** Input records **
● ● ●

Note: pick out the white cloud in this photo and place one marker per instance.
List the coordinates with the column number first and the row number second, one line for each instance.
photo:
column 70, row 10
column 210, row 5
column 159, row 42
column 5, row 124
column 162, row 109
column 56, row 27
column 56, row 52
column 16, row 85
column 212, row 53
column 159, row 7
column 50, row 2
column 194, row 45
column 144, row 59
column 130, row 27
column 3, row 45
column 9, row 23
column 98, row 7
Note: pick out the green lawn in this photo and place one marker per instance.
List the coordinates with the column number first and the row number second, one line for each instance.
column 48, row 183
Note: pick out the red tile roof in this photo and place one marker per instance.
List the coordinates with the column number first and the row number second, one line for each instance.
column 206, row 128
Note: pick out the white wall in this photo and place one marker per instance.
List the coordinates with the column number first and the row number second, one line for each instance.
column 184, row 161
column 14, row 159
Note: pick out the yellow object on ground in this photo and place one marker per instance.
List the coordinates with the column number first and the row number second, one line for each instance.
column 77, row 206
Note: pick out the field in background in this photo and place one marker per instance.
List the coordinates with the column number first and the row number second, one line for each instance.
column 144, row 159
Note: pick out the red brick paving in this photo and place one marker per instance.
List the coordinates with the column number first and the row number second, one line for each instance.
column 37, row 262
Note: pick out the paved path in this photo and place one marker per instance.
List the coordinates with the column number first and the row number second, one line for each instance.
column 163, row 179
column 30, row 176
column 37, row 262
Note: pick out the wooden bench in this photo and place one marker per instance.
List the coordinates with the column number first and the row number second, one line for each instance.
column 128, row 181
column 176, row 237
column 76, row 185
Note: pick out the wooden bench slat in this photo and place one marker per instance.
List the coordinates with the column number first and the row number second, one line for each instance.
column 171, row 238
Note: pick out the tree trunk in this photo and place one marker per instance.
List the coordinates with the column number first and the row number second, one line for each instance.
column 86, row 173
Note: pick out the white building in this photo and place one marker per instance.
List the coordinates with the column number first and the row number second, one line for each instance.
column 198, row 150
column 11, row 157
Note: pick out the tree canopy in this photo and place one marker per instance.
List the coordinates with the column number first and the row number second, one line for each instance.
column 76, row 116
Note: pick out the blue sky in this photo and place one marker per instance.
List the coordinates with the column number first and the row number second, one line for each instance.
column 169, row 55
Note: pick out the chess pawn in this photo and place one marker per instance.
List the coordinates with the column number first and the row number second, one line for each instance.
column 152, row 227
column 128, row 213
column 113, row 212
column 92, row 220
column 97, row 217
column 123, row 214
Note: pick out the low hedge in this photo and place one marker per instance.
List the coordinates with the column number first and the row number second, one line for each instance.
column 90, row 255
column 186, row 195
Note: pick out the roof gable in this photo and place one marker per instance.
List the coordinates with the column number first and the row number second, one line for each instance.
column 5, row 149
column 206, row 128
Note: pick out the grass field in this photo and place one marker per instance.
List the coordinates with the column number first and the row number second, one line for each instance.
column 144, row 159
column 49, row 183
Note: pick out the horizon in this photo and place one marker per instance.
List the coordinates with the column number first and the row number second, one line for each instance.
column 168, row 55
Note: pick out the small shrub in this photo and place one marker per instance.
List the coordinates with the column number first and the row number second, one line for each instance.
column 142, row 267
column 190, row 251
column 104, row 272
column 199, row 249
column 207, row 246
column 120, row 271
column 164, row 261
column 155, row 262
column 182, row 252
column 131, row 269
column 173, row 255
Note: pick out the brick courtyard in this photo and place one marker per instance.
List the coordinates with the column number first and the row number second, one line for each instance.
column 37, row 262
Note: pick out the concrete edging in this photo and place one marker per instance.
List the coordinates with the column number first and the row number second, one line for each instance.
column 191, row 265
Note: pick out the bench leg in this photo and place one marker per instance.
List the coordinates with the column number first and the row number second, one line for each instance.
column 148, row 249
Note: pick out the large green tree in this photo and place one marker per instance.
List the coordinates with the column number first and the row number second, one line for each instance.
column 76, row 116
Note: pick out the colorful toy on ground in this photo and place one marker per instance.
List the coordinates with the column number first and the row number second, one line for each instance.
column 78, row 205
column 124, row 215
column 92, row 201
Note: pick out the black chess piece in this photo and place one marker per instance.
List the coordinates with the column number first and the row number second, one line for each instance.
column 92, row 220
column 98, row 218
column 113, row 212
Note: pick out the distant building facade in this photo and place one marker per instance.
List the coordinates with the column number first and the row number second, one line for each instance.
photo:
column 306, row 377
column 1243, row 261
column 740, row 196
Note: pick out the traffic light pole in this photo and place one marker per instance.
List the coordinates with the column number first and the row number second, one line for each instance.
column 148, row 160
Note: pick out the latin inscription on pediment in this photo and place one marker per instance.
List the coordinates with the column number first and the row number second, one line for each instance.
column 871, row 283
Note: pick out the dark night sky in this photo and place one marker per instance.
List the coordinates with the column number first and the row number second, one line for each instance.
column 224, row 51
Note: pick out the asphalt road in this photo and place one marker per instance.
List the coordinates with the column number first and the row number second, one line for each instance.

● ● ●

Turn the material above into a Markdown table with the columns Row and Line. Give each line its own numbered row and omit blank lines.

** Output of the exercise **
| Row | Line |
|---|---|
| 1 | Note: pick out the white cloud in this photo and place one marker per instance. |
| 2 | List the coordinates with the column number first and the row number second, one line for each instance. |
| 3 | photo: |
| 4 | column 70, row 10 |
| 5 | column 210, row 5 |
| 6 | column 159, row 42 |
| 7 | column 5, row 124 |
| 8 | column 162, row 109 |
| 9 | column 56, row 27 |
| 10 | column 56, row 52 |
| 11 | column 16, row 85 |
| 12 | column 212, row 53 |
| 13 | column 159, row 7 |
| 14 | column 50, row 2 |
| 15 | column 194, row 45 |
| 16 | column 144, row 59 |
| 17 | column 130, row 27 |
| 18 | column 3, row 45 |
| 19 | column 9, row 23 |
| 20 | column 98, row 7 |
| 21 | Note: pick out the green lawn in this photo and place one marker per instance. |
| 22 | List the coordinates with the column number first and the row number second, one line for each instance. |
| 23 | column 48, row 183 |
| 24 | Note: pick out the red tile roof in this photo and place one marker per instance. |
| 25 | List the coordinates with the column number first and the row number second, one line for each instance. |
| 26 | column 206, row 128 |
| 27 | Note: pick out the white wall in this photo and place one marker per instance. |
| 28 | List the coordinates with the column number first and the row number second, one line for each instance. |
| 29 | column 184, row 161 |
| 30 | column 14, row 159 |
| 31 | Note: pick out the yellow object on ground in this photo and place one marker per instance. |
| 32 | List the coordinates with the column number first and the row number second, one line for each instance. |
| 33 | column 77, row 206 |
| 34 | Note: pick out the field in background in this photo and place one marker per instance. |
| 35 | List the coordinates with the column number first and the row number second, one line for each instance. |
| 36 | column 144, row 159 |
| 37 | Note: pick out the red brick paving in this photo and place one marker per instance. |
| 38 | List the coordinates with the column number first and the row number second, one line for each instance. |
| 39 | column 37, row 262 |
| 40 | Note: pick out the paved path in this photo and place one marker per instance. |
| 41 | List the coordinates with the column number first and the row number second, one line for each instance. |
| 42 | column 163, row 179 |
| 43 | column 30, row 176 |
| 44 | column 37, row 262 |
| 45 | Note: pick out the wooden bench in this photo and place one marker per instance. |
| 46 | List the coordinates with the column number first and the row number second, one line for each instance. |
| 47 | column 128, row 181 |
| 48 | column 176, row 237 |
| 49 | column 76, row 185 |
| 50 | Note: pick out the wooden bench slat in this photo and place one marker per instance. |
| 51 | List the coordinates with the column number first and the row number second, one line for each instance. |
| 52 | column 171, row 238 |
| 53 | Note: pick out the tree trunk in this photo and place one marker per instance. |
| 54 | List the coordinates with the column number first and the row number second, one line for each instance. |
| 55 | column 86, row 173 |
| 56 | Note: pick out the white building in this photo and place one marker per instance. |
| 57 | List the coordinates with the column number first and the row number second, one line for each instance. |
| 58 | column 198, row 150 |
| 59 | column 11, row 157 |
| 60 | Note: pick out the tree canopy in this photo and place one marker per instance. |
| 61 | List the coordinates with the column number first and the row number second, one line for each instance. |
| 62 | column 76, row 116 |
| 63 | Note: pick out the blue sky in this photo and place one marker per instance. |
| 64 | List the coordinates with the column number first and the row number second, one line for each instance. |
| 65 | column 169, row 55 |
| 66 | Note: pick out the chess pawn in this photo and place one marker per instance. |
| 67 | List the coordinates with the column number first and the row number second, one line for each instance. |
| 68 | column 152, row 227 |
| 69 | column 128, row 213 |
| 70 | column 113, row 212 |
| 71 | column 92, row 220 |
| 72 | column 97, row 217 |
| 73 | column 123, row 214 |
| 74 | Note: pick out the low hedge in this photo and place one marker per instance. |
| 75 | List the coordinates with the column number first and the row number second, one line for each instance. |
| 76 | column 90, row 255 |
| 77 | column 186, row 195 |
| 78 | Note: pick out the roof gable in this photo and place one marker per instance. |
| 79 | List the coordinates with the column number first and the row number second, one line for each instance. |
| 80 | column 5, row 149 |
| 81 | column 206, row 128 |
| 82 | Note: pick out the grass field in this photo and place one marker per instance. |
| 83 | List the coordinates with the column number first and the row number second, one line for each instance. |
| 84 | column 144, row 159 |
| 85 | column 49, row 183 |
| 86 | Note: pick out the horizon in this photo and place one marker per instance. |
| 87 | List the coordinates with the column number first and the row number second, one line for each instance. |
| 88 | column 168, row 55 |
| 89 | Note: pick out the small shrub in this photo and place one marker per instance. |
| 90 | List the coordinates with the column number first and the row number second, one line for each instance. |
| 91 | column 142, row 267 |
| 92 | column 190, row 251 |
| 93 | column 104, row 272 |
| 94 | column 199, row 249 |
| 95 | column 207, row 246 |
| 96 | column 120, row 271 |
| 97 | column 164, row 261 |
| 98 | column 155, row 262 |
| 99 | column 182, row 252 |
| 100 | column 131, row 269 |
| 101 | column 173, row 255 |
| 102 | Note: pick out the brick courtyard in this photo and place one marker per instance. |
| 103 | List the coordinates with the column number first and the row number second, one line for each instance. |
| 104 | column 37, row 262 |
| 105 | Note: pick out the concrete edging in this photo and place one marker per instance. |
| 106 | List the coordinates with the column number first and the row number second, one line for each instance. |
| 107 | column 191, row 265 |
| 108 | Note: pick out the bench leg in this photo and place one marker per instance. |
| 109 | List the coordinates with the column number first and the row number second, one line for each instance. |
| 110 | column 148, row 249 |
| 111 | Note: pick out the large green tree in this photo and place one marker per instance. |
| 112 | List the coordinates with the column number first and the row number second, one line for each instance. |
| 113 | column 76, row 116 |
| 114 | Note: pick out the colorful toy on ground in this photo and place one marker per instance. |
| 115 | List the coordinates with the column number first and the row number second, one line for each instance. |
| 116 | column 78, row 205 |
| 117 | column 124, row 215 |
| 118 | column 92, row 201 |
| 119 | Note: pick out the black chess piece in this photo and place one marker per instance. |
| 120 | List the coordinates with the column number first and the row number second, one line for each instance. |
| 121 | column 92, row 220 |
| 122 | column 98, row 218 |
| 123 | column 113, row 212 |
| 124 | Note: pick out the distant building facade in this photo and place one marker per instance. |
| 125 | List the coordinates with the column number first and the row number second, one line for each instance. |
| 126 | photo: |
| 127 | column 306, row 377 |
| 128 | column 1243, row 261 |
| 129 | column 740, row 196 |
| 130 | Note: pick out the traffic light pole in this photo and place one marker per instance. |
| 131 | List the coordinates with the column number first and the row number second, one line for each instance. |
| 132 | column 148, row 160 |
| 133 | Note: pick out the latin inscription on pediment in this photo and place one marker per instance. |
| 134 | List the coordinates with the column number first and the row number second, one line for each instance. |
| 135 | column 871, row 283 |
| 136 | Note: pick out the dark night sky in this photo and place one marker per instance. |
| 137 | List the coordinates with the column number first and the row number second, one line for each instance. |
| 138 | column 224, row 51 |
| 139 | Note: pick out the asphalt road in this photo and place one marker per instance. |
| 140 | List the coordinates with the column number first and the row number second, one line for each instance. |